Saved data entries
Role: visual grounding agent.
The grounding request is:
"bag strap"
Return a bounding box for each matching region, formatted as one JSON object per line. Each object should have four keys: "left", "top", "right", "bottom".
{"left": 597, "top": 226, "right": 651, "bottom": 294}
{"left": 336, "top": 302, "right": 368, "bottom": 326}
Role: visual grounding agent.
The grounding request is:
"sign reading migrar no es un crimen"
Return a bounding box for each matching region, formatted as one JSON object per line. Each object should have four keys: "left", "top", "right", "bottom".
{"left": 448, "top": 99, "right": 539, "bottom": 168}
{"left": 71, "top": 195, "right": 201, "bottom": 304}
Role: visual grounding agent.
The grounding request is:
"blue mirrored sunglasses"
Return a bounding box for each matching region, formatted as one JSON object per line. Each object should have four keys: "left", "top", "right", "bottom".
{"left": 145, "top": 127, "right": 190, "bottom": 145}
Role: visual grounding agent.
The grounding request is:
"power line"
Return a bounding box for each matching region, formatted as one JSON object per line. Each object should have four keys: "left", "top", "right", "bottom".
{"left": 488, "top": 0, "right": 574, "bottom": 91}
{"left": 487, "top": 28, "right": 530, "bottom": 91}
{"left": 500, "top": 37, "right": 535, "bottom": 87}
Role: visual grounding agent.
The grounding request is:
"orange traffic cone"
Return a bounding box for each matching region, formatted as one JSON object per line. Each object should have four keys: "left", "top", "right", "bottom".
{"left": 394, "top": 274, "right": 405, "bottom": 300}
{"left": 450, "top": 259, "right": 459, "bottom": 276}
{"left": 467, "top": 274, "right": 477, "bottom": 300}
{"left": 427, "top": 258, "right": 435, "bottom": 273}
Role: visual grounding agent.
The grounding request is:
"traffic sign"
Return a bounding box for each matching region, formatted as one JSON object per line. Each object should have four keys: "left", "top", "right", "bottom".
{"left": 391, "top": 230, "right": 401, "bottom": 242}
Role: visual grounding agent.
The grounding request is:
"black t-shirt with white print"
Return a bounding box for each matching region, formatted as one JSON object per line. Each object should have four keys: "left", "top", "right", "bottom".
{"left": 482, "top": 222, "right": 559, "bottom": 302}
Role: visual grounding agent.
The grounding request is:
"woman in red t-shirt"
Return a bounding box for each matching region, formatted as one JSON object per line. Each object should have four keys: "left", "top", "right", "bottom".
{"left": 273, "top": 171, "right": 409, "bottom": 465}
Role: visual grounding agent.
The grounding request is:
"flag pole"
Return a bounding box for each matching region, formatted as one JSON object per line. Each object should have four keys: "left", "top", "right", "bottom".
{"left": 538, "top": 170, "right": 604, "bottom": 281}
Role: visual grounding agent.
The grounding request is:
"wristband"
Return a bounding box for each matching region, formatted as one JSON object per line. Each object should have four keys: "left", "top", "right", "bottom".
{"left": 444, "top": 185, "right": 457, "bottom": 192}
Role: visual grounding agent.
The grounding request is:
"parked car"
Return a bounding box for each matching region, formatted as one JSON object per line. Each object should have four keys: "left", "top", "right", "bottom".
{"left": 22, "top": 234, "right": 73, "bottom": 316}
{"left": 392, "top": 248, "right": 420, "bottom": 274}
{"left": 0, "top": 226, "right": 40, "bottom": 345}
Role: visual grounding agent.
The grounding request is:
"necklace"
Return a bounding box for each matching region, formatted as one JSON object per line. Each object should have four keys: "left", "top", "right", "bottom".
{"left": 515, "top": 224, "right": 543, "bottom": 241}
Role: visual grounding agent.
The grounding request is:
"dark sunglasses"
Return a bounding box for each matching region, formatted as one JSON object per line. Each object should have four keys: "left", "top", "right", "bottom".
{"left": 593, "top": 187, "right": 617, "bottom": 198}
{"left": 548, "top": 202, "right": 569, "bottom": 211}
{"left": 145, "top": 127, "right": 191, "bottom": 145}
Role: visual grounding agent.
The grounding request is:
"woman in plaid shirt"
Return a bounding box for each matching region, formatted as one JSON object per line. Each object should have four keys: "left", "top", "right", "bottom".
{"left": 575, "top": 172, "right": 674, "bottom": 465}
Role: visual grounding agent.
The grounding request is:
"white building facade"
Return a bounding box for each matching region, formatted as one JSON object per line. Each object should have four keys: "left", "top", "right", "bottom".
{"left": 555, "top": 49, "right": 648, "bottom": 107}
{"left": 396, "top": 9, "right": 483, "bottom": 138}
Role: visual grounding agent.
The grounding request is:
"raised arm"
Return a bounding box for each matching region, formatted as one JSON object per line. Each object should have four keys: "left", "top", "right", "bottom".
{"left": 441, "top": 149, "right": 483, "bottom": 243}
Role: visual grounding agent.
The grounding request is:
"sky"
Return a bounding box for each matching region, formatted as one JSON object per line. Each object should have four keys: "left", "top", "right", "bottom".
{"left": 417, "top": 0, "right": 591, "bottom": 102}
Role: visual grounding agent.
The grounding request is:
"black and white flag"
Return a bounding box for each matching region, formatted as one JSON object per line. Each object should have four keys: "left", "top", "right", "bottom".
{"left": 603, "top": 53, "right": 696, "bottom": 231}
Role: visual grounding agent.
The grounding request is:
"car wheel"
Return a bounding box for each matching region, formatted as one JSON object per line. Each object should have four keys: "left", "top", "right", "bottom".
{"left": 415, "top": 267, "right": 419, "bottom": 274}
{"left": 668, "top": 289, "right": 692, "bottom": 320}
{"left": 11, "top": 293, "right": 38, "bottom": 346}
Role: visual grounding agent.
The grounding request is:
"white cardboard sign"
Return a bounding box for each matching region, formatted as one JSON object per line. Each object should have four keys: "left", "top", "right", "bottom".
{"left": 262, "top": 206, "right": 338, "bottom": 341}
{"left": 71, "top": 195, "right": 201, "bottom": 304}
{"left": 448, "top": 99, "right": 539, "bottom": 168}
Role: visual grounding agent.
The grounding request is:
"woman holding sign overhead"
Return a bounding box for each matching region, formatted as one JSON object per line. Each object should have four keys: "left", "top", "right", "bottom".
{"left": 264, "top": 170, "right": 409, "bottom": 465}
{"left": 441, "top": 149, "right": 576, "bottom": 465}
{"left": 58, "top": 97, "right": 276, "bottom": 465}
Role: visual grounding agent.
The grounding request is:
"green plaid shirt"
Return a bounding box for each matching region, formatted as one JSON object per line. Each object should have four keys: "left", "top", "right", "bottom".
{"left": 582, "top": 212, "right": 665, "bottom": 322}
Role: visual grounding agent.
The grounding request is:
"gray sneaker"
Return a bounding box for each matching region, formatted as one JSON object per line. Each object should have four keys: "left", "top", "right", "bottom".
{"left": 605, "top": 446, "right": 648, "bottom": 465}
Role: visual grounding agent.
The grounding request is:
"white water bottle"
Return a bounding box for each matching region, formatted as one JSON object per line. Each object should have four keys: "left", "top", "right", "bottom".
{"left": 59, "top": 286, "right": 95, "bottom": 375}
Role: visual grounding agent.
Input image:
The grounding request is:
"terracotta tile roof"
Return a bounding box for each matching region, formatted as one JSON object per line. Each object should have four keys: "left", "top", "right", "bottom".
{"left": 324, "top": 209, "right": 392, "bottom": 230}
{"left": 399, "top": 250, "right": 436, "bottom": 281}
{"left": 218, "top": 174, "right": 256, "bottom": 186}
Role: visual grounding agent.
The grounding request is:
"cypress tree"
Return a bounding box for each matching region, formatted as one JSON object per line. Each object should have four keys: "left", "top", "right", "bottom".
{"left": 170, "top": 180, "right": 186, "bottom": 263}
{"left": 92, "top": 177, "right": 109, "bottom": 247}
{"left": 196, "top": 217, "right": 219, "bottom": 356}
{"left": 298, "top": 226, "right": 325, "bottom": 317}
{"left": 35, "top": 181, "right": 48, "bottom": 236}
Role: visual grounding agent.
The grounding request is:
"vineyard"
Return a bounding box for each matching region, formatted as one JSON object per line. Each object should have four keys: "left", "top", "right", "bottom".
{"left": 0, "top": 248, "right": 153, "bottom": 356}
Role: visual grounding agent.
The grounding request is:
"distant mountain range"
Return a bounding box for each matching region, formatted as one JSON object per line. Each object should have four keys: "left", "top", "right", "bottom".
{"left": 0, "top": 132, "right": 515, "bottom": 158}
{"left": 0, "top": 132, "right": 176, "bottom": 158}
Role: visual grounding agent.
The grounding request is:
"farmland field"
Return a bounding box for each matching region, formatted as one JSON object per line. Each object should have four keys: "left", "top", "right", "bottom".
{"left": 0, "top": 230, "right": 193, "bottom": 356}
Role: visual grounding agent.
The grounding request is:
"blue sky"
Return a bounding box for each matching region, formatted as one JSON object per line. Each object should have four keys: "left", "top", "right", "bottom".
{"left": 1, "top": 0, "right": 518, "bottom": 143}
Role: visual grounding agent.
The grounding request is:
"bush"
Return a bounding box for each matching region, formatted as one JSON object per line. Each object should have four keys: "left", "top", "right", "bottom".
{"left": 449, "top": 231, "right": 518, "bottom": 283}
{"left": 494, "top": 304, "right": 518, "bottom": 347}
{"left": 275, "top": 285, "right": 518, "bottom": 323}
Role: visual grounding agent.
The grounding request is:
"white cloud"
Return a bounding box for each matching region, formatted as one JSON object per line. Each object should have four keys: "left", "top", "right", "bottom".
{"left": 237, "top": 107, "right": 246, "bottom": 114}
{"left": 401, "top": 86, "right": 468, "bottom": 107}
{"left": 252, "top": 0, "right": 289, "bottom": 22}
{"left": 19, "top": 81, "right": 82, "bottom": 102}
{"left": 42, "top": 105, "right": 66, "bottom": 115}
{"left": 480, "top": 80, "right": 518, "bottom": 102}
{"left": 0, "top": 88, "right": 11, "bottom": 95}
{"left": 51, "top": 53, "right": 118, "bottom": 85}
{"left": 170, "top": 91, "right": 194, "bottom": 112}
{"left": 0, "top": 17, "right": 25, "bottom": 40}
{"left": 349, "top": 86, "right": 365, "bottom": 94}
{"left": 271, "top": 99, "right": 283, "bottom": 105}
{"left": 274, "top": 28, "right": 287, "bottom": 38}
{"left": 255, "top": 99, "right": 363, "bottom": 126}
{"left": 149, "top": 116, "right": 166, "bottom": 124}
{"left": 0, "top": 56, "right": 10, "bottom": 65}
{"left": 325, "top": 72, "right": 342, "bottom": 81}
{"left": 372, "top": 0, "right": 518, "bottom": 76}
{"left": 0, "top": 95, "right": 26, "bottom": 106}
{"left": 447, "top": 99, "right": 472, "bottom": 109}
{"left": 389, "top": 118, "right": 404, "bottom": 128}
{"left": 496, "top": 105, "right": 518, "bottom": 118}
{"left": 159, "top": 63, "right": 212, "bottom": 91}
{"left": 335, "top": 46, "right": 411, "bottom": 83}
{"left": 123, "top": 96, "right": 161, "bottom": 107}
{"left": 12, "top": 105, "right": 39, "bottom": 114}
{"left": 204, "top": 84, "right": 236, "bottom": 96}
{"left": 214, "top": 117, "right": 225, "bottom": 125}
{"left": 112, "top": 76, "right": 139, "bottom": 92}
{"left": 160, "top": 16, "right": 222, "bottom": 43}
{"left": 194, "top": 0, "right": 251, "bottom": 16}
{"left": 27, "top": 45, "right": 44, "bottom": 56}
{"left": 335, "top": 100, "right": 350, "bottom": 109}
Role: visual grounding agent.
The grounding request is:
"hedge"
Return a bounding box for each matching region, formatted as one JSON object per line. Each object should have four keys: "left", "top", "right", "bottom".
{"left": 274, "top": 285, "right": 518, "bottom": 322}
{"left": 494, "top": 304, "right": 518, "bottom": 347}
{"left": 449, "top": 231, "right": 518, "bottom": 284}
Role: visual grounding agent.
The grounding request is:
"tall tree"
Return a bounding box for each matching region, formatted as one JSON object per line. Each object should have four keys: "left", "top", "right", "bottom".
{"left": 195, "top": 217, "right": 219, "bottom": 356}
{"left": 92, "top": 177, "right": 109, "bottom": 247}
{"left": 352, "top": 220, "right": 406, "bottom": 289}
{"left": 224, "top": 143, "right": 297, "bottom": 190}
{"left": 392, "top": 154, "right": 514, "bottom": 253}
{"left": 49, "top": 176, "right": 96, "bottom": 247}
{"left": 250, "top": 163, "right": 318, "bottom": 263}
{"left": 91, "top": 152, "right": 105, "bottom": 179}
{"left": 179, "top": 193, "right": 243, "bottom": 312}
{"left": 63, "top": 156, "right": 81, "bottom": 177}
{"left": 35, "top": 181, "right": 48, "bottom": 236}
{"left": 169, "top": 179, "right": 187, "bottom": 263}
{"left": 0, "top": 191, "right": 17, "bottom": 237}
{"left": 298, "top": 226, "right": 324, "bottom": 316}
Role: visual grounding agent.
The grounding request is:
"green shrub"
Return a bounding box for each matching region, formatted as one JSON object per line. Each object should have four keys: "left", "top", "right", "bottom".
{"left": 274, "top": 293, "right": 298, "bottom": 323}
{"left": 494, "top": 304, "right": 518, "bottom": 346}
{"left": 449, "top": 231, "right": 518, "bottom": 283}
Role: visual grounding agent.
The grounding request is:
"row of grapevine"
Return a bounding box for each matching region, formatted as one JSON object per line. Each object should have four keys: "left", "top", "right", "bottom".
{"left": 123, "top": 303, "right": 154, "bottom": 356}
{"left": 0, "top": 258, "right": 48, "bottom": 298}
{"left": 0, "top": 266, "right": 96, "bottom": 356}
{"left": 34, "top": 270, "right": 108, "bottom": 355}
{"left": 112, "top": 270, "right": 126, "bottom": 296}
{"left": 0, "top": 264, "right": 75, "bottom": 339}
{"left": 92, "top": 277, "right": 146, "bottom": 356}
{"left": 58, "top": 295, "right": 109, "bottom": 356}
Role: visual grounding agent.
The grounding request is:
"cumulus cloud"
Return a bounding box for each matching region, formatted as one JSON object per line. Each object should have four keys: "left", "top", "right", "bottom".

* Assignment
Nothing but the lines from the top of the records down to the line with "reading migrar no" belongs in the answer; repeat them exactly.

* Solution below
Role: visual grounding agent.
The grounding request is:
"bag strap"
Return a bounding box for each matching region, formatted as one JSON object per line. Each object should have four keys: "left", "top", "right", "bottom".
{"left": 597, "top": 226, "right": 651, "bottom": 294}
{"left": 336, "top": 302, "right": 368, "bottom": 326}
Role: visual grounding agent.
The grounding request is:
"sign reading migrar no es un crimen"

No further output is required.